▶ STUDY QUESTIONS:
1) According to the passage about the Democratic Party, where did Elizabeth Warren give her speech?
2) Decide whether each statement agrees with the passage about the Democratic Party: (a) the passage finds the party's stance on economic issues clear; (b) working-age adults in the bottom half of the income distribution earn less than they did two generations ago; (c) the Democratic establishment wants to change course. Answer yes or no for each, quoting the deciding words.
3) Continue the passage about the Democratic Party from the point where it stops.

___ EXCERPT TO READ

The Democratic Party is at a crossroads. On a host of issues, it is clear what we stand for and how we differ from the Republicans: minority rights, abortion, immigration, gun control, climate change, the importance of facts, and, of course, whether or not the president is above the law. On economic issues, however, the picture is not so clear. Elizabeth Warren’s speech at St. Anselm’s College on Thursday is an attempt to fix that problem—and also a shot across the bow of the Democratic elite. 

With each passing year, the widening gulf between the very rich and everyone else becomes more and more apparent. Even after ten years of economic expansion and with unemployment at historic lows, working-age adults in the bottom half of the income distribution make less than they did a full two generations ago, while the very rich now count their wealth with twelve digits instead of eleven. Yet the Democratic establishment insists that we must stay the course, and shared prosperity will be just around the corner.

______
___ SOURCE DATA

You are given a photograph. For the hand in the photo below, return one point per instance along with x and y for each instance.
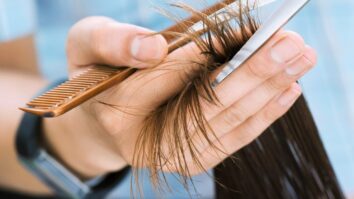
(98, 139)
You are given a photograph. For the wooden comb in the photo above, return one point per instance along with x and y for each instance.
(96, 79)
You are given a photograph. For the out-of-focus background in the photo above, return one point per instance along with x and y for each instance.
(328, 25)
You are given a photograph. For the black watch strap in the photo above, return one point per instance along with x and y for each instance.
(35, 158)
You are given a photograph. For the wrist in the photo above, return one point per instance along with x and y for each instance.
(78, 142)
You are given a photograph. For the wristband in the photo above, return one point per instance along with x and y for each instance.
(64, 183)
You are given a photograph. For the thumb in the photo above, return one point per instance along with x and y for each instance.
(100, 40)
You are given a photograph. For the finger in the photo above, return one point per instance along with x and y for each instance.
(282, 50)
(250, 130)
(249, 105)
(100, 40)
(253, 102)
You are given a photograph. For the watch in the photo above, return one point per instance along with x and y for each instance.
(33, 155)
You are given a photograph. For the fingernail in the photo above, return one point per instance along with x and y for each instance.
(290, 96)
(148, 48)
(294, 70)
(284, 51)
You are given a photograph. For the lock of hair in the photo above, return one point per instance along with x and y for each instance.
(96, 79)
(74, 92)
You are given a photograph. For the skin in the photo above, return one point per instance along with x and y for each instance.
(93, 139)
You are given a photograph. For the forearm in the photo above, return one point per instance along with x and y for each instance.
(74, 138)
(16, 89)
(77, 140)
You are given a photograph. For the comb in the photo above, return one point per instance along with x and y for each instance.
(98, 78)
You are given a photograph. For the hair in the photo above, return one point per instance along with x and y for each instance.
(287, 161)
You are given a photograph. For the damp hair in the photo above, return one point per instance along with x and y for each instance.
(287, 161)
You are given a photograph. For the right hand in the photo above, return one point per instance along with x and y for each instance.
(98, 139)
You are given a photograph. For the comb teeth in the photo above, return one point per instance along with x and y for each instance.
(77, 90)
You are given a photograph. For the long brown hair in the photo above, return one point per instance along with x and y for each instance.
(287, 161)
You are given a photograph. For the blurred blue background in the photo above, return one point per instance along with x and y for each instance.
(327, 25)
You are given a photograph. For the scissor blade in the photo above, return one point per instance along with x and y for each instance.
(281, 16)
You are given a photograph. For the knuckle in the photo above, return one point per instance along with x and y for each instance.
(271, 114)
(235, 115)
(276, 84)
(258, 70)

______
___ SOURCE DATA

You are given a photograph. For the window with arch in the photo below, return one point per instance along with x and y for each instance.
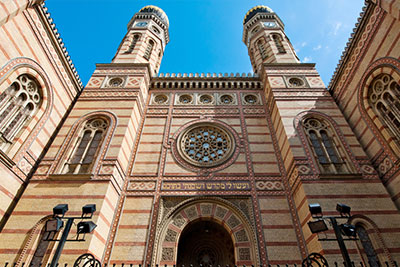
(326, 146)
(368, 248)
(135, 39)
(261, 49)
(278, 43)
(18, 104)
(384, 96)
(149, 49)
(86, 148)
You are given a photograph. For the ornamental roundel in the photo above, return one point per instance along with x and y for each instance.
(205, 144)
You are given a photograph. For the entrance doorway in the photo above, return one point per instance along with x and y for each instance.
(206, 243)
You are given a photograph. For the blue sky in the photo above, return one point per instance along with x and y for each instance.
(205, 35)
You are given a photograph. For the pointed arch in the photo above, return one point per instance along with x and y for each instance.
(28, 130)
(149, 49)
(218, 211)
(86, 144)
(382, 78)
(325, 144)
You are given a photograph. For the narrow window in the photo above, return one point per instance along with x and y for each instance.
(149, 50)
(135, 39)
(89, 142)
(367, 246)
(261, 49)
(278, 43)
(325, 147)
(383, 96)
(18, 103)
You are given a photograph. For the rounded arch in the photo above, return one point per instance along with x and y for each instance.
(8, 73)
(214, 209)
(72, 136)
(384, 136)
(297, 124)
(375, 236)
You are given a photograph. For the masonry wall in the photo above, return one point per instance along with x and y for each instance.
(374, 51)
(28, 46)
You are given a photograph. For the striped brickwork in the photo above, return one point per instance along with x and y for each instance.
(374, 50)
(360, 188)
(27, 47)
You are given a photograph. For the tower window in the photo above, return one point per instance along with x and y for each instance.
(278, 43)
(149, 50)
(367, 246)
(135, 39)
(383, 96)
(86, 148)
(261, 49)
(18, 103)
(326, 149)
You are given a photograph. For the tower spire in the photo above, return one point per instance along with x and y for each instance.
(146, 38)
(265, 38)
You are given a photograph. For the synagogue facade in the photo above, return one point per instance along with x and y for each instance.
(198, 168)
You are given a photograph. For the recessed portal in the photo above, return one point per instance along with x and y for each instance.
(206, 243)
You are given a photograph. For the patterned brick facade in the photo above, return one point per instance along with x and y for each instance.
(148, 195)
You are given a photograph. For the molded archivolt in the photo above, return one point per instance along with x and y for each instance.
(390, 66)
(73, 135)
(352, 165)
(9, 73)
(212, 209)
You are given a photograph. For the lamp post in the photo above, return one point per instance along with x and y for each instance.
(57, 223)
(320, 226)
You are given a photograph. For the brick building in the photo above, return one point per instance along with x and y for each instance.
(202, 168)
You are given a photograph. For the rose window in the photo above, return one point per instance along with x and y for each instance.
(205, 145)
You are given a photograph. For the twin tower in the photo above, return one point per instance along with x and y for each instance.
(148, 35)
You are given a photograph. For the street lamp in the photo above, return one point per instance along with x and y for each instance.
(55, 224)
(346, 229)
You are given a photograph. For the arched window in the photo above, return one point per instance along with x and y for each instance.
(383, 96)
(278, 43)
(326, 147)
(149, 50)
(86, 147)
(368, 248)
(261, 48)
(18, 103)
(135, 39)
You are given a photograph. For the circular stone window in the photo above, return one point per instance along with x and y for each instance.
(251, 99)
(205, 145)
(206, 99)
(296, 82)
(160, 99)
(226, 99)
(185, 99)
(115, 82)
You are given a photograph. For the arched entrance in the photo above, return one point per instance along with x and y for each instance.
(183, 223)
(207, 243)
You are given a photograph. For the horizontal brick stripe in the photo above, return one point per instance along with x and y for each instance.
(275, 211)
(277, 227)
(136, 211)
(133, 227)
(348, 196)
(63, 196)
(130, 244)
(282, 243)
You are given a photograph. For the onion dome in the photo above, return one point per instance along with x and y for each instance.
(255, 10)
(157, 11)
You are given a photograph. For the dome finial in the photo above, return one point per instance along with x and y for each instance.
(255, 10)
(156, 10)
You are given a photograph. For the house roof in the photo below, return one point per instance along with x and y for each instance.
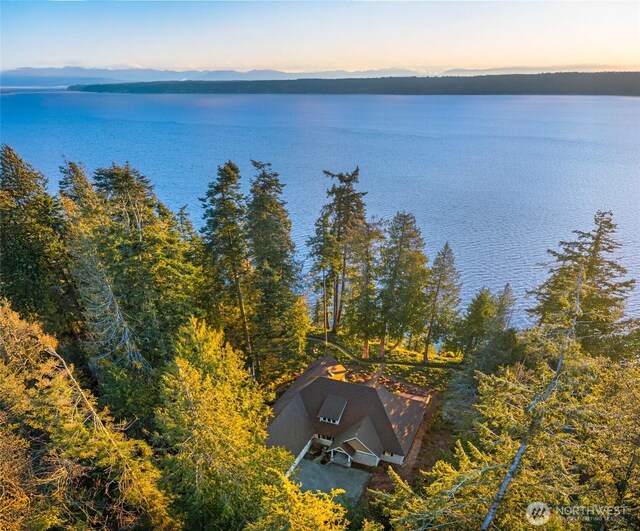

______

▶ SET OF ANSWERS:
1) At St. Anselm’s College.

2)
(a) No: "On economic issues, however, the picture is not so clear."
(b) Yes: "working-age adults in the bottom half of the income distribution make less than they did a full two generations ago"
(c) No: "the Democratic establishment insists that we must stay the course"

3)
Elizabeth_Warren_Manchester_NH_October_2016

Elizabeth Warren campaigning for the Democratic establishment back in 2016 when everyone got along. Photo: Tim Pierce (CC BY-SA 4.0)

Ever since the rise of the New Democrats in the 1980s and the election of Bill Clinton in 1992, the party’s power brokers have preached the gospel of “growth and opportunity.” (This is the story I tell in the first chapter of my new book, Take Back Our Party, available for free at The American Prospect.)  All good things come from the private sector; government’s role is to help markets function efficiently, create the conditions for private sector growth, and help people participate in those markets. Hence welfare reform, financial deregulation, and Obamacare, among other things. Hence also the intense, coordinated assaults on Bernie Sanders in 2016 and both Sanders and Warren today.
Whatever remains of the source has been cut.